§ Stated problem: Copy out the court opinion passage about redeeming the mortgaged premises word for word, with nothing left out or changed.

§ Extract to read:
He made the same admissions to other persons who are in no wise connected with this litigation. Their testimony is found in the record. It is unnecessary to extend the limits of this opinion by accumulating and commenting upon it. The widow and five of the children, all who have been examined, testify that they understood the deeds to be only security for the debt. This explains the transaction as to those who were not parties to the note and mortgage. There is no other way of accounting for their conduct. The testimony of Rodriguez alone is sufficient to turn the scale against him. He cannot repudiate the assurances upon which his grantors were drawn in to convey. To permit him to do so would give triumph to iniquity. The facts indisputably established bring the case clearly within those principles by the light of which, in determining the rights of the parties, the judgment of this court must be made up. The complainant stands in the place of those from whom he derives title. He is clothed with their rights, and is entitled to redeem six-sevenths of the premises upon paying that proportion of the mortgage debt and interest. The former must be held to include the amount advanced, as well as that represented by the note, and the latter be settled by the terms of the contract and the law of California. The rents, issues, and profits, and improvements made upon the premises must also be taken into the account.

§ Material provided:
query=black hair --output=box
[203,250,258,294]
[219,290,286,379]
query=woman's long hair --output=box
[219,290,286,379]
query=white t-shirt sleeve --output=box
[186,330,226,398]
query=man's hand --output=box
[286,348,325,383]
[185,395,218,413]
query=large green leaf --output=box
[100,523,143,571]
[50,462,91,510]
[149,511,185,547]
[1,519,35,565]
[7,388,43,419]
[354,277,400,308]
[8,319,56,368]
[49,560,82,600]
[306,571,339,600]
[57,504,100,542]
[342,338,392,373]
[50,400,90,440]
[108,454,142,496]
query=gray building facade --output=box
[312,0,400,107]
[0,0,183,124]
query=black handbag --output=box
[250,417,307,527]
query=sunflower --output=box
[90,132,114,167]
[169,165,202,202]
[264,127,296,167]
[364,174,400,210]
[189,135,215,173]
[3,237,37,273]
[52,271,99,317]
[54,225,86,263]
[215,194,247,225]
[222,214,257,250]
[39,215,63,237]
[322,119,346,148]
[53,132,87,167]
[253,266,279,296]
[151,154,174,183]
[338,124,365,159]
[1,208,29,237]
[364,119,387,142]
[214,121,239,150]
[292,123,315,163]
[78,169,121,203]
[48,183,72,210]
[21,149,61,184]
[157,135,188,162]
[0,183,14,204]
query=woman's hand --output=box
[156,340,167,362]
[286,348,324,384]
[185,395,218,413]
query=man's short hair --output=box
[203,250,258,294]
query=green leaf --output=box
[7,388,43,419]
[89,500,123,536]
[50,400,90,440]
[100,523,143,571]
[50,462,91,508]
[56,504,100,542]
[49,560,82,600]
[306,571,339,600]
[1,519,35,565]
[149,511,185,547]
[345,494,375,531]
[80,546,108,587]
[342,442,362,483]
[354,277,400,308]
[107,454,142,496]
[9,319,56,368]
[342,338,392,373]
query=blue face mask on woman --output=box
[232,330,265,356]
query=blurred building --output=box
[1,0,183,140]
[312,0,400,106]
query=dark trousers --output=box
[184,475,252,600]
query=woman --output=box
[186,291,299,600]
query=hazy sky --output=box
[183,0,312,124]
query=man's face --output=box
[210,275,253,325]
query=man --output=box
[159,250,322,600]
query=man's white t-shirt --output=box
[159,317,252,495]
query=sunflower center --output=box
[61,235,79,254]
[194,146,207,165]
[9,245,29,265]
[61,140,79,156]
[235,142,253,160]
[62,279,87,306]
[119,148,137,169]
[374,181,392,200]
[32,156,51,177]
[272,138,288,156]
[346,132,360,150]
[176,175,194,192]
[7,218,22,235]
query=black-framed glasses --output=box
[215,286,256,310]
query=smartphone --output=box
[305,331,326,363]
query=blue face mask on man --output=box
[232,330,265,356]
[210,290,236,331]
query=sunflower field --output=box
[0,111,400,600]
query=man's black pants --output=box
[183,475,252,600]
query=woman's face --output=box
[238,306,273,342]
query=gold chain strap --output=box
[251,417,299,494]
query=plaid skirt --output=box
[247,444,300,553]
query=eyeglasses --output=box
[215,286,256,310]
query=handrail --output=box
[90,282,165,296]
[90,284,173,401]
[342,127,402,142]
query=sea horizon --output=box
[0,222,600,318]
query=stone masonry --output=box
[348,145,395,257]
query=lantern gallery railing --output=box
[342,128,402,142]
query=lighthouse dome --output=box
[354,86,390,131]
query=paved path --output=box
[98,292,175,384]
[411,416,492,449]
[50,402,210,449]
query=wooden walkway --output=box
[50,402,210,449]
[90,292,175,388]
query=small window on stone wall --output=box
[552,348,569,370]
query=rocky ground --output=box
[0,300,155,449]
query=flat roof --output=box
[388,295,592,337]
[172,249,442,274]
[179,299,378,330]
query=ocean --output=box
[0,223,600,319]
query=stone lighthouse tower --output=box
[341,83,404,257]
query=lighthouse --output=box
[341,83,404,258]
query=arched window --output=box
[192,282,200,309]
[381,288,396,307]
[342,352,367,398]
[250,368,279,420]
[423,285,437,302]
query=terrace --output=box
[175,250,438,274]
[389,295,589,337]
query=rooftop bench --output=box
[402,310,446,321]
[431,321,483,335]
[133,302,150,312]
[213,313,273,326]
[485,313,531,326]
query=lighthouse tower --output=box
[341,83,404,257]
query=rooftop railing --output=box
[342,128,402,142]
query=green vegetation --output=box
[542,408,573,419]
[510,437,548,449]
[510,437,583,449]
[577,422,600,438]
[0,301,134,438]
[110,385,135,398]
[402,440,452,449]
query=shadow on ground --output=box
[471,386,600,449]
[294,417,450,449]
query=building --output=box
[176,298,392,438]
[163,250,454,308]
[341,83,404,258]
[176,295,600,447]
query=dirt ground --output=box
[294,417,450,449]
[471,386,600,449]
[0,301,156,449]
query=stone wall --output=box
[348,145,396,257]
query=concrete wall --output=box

§ Worked answer:
He made the same admissions to other persons who are in no wise connected with this litigation. Their testimony is found in the record. It is unnecessary to extend the limits of this opinion by accumulating and commenting upon it. The widow and five of the children, all who have been examined, testify that they understood the deeds to be only security for the debt. This explains the transaction as to those who were not parties to the note and mortgage. There is no other way of accounting for their conduct. The testimony of Rodriguez alone is sufficient to turn the scale against him. He cannot repudiate the assurances upon which his grantors were drawn in to convey. To permit him to do so would give triumph to iniquity. The facts indisputably established bring the case clearly within those principles by the light of which, in determining the rights of the parties, the judgment of this court must be made up. The complainant stands in the place of those from whom he derives title. He is clothed with their rights, and is entitled to redeem six-sevenths of the premises upon paying that proportion of the mortgage debt and interest. The former must be held to include the amount advanced, as well as that represented by the note, and the latter be settled by the terms of the contract and the law of California. The rents, issues, and profits, and improvements made upon the premises must also be taken into the account.